* Begin Entries shown *

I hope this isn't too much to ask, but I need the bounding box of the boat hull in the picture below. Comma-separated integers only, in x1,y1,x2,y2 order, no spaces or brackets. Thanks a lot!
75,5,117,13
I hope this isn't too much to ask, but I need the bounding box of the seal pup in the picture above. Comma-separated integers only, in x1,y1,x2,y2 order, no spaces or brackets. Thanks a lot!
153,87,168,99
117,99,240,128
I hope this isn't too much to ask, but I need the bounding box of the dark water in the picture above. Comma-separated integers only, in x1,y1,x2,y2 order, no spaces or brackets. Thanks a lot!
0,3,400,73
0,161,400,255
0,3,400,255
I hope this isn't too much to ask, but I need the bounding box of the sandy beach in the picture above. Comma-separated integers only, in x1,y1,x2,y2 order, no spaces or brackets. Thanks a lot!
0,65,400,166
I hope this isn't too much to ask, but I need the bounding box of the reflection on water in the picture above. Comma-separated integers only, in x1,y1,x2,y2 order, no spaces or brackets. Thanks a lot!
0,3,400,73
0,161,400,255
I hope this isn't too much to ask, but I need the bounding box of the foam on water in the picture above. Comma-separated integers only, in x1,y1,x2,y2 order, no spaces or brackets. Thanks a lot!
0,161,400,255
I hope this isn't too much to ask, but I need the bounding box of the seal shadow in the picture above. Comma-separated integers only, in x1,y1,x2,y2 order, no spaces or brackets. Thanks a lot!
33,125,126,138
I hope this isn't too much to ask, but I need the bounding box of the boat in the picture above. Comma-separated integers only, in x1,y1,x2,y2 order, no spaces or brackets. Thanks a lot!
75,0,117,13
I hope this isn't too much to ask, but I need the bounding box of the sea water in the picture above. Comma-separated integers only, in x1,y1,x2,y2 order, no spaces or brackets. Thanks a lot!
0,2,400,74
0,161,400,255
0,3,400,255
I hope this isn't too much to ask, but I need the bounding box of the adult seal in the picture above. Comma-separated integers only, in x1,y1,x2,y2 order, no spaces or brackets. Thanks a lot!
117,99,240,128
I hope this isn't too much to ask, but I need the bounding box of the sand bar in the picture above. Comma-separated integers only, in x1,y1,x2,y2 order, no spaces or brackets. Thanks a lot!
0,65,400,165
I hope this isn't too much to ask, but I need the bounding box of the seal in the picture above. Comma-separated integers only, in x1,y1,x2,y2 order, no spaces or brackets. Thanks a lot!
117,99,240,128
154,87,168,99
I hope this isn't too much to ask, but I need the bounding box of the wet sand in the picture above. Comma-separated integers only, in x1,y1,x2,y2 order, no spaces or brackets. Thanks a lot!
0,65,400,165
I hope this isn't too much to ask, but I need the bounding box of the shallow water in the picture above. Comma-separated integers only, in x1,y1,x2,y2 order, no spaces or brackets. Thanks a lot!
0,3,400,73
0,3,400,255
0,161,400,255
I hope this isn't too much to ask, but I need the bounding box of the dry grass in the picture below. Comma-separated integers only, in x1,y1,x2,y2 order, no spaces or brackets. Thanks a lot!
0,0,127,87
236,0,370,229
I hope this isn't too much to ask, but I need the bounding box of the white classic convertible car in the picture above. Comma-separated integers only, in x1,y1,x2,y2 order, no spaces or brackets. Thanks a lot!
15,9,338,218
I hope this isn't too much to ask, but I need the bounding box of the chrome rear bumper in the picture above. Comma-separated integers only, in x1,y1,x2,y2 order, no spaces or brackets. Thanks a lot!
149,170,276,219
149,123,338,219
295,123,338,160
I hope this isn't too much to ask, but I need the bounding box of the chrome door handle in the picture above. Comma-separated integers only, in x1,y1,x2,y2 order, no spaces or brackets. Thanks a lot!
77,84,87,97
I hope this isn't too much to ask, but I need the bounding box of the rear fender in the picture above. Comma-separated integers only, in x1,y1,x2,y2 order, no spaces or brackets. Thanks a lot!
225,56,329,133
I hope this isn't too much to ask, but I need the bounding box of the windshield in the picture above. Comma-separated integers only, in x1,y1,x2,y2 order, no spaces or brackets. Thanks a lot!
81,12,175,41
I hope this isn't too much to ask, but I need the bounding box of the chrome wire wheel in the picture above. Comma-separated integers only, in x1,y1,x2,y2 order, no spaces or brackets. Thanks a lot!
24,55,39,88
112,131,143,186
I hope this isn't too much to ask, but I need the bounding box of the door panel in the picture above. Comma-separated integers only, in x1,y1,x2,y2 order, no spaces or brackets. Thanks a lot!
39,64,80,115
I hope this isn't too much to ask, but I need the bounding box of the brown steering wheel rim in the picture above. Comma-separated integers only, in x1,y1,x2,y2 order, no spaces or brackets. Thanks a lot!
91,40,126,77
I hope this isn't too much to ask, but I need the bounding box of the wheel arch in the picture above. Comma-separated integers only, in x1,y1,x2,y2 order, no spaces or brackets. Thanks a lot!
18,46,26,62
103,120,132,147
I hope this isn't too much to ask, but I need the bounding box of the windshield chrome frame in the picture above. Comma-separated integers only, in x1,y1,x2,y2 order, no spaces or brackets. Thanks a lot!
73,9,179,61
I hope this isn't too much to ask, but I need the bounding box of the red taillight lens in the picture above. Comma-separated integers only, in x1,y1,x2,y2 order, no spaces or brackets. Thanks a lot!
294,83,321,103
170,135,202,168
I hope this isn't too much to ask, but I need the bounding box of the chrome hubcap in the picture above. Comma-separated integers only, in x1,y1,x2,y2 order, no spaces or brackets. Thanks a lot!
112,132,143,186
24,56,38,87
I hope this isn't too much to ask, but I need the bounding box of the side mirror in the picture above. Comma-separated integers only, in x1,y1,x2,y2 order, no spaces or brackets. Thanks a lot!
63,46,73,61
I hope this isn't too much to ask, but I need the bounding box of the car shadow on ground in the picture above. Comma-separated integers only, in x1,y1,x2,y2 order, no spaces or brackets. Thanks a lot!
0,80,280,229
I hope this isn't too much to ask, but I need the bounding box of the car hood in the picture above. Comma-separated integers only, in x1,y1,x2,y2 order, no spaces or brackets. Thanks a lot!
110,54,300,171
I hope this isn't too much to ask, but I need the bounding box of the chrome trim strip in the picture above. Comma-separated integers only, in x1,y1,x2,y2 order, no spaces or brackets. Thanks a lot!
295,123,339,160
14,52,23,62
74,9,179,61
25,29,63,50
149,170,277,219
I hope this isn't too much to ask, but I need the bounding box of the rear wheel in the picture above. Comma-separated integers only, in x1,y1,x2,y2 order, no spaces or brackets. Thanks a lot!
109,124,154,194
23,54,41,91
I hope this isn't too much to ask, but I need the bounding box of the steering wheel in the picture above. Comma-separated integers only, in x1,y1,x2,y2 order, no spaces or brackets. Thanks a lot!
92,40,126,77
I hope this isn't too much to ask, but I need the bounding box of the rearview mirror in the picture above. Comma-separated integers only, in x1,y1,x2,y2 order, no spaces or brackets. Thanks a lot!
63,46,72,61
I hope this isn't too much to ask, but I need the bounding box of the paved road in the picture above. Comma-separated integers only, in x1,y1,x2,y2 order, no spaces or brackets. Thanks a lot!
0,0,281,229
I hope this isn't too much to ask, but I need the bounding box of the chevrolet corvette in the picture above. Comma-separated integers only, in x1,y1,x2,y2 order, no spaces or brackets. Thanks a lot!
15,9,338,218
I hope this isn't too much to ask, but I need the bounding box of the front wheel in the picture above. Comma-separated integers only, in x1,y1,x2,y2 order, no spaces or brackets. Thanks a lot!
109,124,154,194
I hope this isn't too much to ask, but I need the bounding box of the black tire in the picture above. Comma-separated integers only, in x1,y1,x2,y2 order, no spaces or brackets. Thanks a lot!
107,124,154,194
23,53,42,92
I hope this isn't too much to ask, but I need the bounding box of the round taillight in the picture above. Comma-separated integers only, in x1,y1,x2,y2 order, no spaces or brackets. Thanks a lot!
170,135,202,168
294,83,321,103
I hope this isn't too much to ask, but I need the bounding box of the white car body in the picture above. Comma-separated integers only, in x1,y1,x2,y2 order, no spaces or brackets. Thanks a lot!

* End Entries shown *

Replace "chrome" with "silver" in the items from the line with "of the wheel" up to and including the line with "24,56,38,87". Return only those lines, with everything else left the same.

> _Final result_
I hope this isn't too much to ask, but I need the bounding box of the wheel arch in the picture above. Comma-separated integers only, in x1,y1,x2,y2 order, no spaces or brackets. Thanks a lot!
18,46,26,62
103,120,132,147
I hope this isn't too much to ask, but I need the bounding box of the windshield silver frame in the picture above. Comma-separated integers only, in x1,y1,x2,y2 order, no spaces or brackets. Thanks a lot!
73,9,179,61
I hope this isn't too much to ask, but I need the bounding box of the red taillight lens in the picture above. Comma-separated integers only, in x1,y1,x2,y2 order, no spaces or brackets. Thanks a lot!
294,83,321,103
170,135,202,168
I hope this isn't too much to ask, but I need the bounding box of the silver hubcap in the picture above. Comma-separated integers only, in x1,y1,x2,y2 order, no spaces or brackets. Thanks a lot!
112,132,143,186
24,56,38,87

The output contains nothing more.